Exercise prompt: Restate every record that follows, keeping it exact.

Data extracted from a collection:
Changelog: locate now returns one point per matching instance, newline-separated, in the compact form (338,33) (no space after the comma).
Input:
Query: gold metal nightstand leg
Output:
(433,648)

Answer space:
Changelog: locate now returns one point per matching instance, newline-separated, in the compact form (338,33) (no space after the comma).
Input:
Query: gold metal nightstand leg
Output:
(433,648)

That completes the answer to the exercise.